▶ **Aim**: Extract from the material below each line that contains the string "wiper", and list those lines in their original order.

▶ **Dataset extract**:
==*==

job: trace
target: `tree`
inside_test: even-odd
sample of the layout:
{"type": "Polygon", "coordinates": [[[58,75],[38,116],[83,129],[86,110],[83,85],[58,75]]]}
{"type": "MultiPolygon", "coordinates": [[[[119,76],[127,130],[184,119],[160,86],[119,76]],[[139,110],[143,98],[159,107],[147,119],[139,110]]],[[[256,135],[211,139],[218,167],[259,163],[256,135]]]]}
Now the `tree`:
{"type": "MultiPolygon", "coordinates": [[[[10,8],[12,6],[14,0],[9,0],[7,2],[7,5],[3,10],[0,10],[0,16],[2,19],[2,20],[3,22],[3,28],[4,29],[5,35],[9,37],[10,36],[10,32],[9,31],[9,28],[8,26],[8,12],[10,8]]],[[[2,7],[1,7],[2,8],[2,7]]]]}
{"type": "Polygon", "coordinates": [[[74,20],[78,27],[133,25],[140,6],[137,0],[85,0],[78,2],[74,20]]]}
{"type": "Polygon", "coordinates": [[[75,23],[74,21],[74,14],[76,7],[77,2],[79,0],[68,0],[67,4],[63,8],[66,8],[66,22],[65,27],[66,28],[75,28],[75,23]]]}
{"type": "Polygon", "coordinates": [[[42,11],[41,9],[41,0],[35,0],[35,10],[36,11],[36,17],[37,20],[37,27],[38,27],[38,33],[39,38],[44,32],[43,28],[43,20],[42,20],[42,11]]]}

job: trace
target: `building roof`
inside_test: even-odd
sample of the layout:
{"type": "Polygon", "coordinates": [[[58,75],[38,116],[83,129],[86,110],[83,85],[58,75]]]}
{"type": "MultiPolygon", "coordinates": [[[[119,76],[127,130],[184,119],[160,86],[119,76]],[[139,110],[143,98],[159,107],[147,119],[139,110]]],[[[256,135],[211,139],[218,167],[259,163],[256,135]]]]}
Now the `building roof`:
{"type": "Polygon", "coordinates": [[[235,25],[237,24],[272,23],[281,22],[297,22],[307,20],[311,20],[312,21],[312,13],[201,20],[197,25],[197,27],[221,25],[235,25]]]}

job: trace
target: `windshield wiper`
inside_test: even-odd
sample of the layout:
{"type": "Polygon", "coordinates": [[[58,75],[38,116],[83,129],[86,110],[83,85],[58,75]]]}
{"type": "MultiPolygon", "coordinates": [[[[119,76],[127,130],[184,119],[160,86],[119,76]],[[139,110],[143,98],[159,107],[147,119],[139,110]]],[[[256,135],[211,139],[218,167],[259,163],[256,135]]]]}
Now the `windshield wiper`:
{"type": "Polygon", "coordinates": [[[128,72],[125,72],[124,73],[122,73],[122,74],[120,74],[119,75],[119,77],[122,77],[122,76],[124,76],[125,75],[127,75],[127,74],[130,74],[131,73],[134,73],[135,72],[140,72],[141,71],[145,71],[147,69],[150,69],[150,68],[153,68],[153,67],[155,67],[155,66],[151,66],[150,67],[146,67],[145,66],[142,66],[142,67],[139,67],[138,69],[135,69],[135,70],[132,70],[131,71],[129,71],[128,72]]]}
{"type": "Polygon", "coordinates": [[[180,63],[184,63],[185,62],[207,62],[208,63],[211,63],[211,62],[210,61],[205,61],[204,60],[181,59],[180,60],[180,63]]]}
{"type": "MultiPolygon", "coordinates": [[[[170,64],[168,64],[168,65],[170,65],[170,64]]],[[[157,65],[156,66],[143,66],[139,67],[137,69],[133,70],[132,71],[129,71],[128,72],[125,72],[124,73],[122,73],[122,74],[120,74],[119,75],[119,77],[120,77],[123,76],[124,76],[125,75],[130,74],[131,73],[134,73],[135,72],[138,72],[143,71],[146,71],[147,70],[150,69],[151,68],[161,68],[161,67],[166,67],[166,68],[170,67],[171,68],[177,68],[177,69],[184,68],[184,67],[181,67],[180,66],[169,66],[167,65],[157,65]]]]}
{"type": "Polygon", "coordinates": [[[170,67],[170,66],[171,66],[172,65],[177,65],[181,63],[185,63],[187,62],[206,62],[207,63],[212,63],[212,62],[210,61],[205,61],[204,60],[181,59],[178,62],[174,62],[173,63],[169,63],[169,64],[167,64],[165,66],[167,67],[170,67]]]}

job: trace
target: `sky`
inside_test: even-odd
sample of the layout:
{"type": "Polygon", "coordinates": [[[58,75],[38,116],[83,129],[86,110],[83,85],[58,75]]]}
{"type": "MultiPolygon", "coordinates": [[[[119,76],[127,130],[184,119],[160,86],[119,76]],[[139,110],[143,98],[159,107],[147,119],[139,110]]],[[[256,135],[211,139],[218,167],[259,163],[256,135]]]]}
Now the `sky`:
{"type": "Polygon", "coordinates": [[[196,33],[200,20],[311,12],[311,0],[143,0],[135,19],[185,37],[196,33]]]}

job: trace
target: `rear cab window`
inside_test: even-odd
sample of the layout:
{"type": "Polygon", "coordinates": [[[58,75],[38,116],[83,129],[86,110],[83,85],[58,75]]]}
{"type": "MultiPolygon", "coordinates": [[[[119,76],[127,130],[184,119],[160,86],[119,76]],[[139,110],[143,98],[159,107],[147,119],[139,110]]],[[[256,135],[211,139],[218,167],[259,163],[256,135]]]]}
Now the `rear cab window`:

==*==

▶ **The completed task**:
target: `windshield wiper`
Now the `windshield wiper`:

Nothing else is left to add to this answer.